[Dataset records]
[Start of Attachment]

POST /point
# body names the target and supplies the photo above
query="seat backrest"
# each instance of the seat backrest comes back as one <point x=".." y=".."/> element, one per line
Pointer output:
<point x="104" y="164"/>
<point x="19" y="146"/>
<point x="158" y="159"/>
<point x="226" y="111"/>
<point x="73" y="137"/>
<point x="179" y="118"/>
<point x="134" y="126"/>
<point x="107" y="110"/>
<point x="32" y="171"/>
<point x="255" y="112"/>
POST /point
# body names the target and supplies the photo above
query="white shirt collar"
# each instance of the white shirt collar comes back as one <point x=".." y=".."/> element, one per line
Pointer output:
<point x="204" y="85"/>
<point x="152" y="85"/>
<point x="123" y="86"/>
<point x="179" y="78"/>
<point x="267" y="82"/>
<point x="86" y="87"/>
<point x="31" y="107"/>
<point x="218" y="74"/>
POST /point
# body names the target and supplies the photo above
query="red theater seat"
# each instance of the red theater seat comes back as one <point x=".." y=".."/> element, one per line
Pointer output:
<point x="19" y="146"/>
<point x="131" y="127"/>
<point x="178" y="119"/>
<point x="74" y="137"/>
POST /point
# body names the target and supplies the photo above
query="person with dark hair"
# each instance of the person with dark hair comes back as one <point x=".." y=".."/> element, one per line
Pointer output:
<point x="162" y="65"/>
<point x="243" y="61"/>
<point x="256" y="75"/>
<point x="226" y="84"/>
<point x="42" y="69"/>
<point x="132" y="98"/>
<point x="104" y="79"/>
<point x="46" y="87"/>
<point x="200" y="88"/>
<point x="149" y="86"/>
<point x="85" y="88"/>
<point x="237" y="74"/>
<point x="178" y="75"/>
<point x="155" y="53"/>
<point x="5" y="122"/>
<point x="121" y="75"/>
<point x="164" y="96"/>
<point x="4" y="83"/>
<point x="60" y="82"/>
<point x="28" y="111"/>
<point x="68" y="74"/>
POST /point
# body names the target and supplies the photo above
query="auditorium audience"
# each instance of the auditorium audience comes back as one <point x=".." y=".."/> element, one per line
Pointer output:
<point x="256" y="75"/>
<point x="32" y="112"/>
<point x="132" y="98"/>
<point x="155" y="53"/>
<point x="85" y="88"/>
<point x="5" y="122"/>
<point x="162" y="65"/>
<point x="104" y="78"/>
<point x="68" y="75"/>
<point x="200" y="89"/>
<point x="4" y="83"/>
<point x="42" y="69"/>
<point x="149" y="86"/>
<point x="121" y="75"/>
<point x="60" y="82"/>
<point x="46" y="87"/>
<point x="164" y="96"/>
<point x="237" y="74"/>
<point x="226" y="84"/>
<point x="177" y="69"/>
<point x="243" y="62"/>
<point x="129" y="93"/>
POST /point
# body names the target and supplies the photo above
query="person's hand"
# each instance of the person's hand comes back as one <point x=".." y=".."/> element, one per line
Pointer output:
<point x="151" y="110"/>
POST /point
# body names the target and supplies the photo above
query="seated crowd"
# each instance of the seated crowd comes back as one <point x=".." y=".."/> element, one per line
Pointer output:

[End of Attachment]

## Problem to work on:
Would you state how many lines of the data above hold the string "query"? Reply with the number alone.

## Problem solution:
7